THE REQUEST - Format the entries below as a numbered list with blank lines omitted. Leave the pictures out of your answer.

Collected data:
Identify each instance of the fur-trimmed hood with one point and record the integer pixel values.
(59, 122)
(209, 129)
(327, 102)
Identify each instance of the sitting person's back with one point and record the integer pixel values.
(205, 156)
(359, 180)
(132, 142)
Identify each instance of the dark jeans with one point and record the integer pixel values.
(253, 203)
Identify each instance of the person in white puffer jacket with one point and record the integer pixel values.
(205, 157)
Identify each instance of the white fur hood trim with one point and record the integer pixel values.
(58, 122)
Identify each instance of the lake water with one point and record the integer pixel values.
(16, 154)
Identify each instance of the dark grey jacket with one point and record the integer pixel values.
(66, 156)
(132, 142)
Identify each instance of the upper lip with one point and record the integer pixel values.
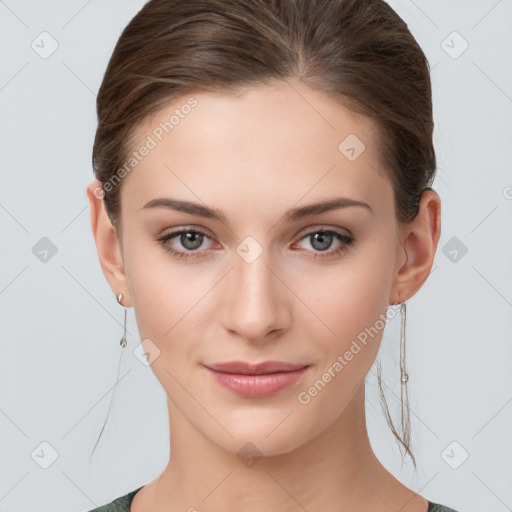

RESULT FOR THIS TASK -
1. Identify each instance of the fur-trimmed hood with one point and record the integer pixel values.
2. (59, 122)
3. (209, 129)
4. (327, 102)
5. Identify each instance of the sitting person's back with one point and record the integer pixel values.
6. (205, 156)
7. (359, 180)
8. (132, 142)
9. Identify each instance of the dark jeans with one point and record the integer pixel values.
10. (253, 203)
11. Identify each instance of the person in white puffer jacket with one point and record the integer pixel values.
12. (205, 157)
13. Identify each instance of the white fur hood trim with one point and record the integer pixel values.
14. (58, 122)
15. Identify each instance of the lake water with one point and record the integer pixel values.
16. (16, 154)
17. Identify each instance of the dark grey jacket with one point and record the integer pixel values.
18. (66, 156)
19. (132, 142)
20. Identify each instance of the upper lip with one point and record the integer pixel values.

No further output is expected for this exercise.